:: DOCUMENT SECTION ::
[Start of Attachment]

Between 1921 and 2015, the House of Representatives was housed in the Grandmaster's Palace in Valletta. Since 4 May 2015 the House of Representatives has met in the Parliament House, near the city gate of Valletta.

===Committees===
The Standing Orders of the House provide for the creation of eight Parliamentary Standing Committees to make parliamentary work more efficient and enhance Parliament's scrutiny functions.

The Standing Committees are:
- Standing Committee on House Business
- Standing Committee on Privileges
- Standing Committee on Public Accounts
- Standing Committee on Foreign and European Affairs
- Standing Committee on Social Affairs
- Standing Committee on Consideration of Bills
- Standing Committee on Family Affairs
- Standing Committee on Economic and Financial Affairs

Other Standing Committees constituted by other statutes include:
- Standing Committee on Environment and Development Planning
- National Audit Office Accounts Committee
- Standing Committee for Public Appointments
- Committee for Standards in Public Life

There are also select committees and non-official committees.

[End of Attachment]

:: PARTS OF THE EXERCISE ::
1. In the text on the House of Representatives, since what date has the House met in the Parliament House?
2. Reproduce the part of the House of Representatives text that opens with the words containing "Between 1921 and" and closes with "Parliament's scrutiny functions.".

Natural-language object grounding data
[Start of Attachment]

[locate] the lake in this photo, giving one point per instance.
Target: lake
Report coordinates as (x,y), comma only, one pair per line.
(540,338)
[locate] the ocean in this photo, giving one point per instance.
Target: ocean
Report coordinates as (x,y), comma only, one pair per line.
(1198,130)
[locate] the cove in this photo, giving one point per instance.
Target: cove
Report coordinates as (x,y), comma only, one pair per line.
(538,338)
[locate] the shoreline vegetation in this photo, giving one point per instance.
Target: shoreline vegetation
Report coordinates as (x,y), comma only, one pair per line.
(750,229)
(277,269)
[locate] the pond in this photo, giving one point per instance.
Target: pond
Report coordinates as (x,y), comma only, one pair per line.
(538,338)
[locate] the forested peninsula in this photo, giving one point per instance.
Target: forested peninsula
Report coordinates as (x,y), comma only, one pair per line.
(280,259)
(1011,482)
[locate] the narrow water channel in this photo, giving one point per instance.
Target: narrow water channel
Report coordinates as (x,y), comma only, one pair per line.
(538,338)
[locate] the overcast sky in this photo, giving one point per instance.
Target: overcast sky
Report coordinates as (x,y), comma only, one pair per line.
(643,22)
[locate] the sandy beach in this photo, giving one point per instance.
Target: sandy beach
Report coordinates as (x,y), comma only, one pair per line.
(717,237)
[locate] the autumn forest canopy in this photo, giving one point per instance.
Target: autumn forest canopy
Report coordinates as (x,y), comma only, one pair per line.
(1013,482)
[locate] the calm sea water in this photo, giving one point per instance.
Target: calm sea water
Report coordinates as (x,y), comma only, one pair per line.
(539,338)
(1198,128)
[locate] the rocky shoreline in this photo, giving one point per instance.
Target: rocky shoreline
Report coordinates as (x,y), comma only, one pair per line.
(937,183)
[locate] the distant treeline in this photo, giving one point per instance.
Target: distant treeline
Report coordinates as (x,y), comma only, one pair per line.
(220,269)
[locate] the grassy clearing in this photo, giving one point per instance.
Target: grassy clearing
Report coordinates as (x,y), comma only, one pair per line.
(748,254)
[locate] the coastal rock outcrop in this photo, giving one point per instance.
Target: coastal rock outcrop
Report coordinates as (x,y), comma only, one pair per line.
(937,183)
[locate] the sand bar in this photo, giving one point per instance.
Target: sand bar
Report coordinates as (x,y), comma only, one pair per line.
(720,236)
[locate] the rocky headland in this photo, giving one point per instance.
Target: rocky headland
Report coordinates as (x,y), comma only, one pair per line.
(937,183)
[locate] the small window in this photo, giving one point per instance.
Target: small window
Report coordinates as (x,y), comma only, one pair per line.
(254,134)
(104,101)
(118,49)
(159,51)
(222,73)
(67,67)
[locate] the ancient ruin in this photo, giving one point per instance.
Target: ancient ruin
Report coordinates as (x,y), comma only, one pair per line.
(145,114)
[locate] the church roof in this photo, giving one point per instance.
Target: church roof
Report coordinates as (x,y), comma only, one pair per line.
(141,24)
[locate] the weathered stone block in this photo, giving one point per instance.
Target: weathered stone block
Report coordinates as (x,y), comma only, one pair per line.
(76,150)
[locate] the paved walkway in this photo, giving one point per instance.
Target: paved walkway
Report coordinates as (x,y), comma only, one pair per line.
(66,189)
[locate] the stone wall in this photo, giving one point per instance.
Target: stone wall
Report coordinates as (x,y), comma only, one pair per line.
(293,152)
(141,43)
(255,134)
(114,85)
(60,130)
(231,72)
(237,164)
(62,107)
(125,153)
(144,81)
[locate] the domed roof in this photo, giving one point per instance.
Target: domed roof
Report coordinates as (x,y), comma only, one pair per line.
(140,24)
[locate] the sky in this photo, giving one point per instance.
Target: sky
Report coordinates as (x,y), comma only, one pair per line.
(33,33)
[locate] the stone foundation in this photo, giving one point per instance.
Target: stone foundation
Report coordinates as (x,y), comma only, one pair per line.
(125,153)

[End of Attachment]

:: TASK SOLUTIONS ::
1. Since 4 May 2015.

2.
Between 1921 and 2015, the House of Representatives was housed in the Grandmaster's Palace in Valletta. Since 4 May 2015 the House of Representatives has met in the Parliament House, near the city gate of Valletta.

===Committees===
The Standing Orders of the House provide for the creation of eight Parliamentary Standing Committees to make parliamentary work more efficient and enhance Parliament's scrutiny functions.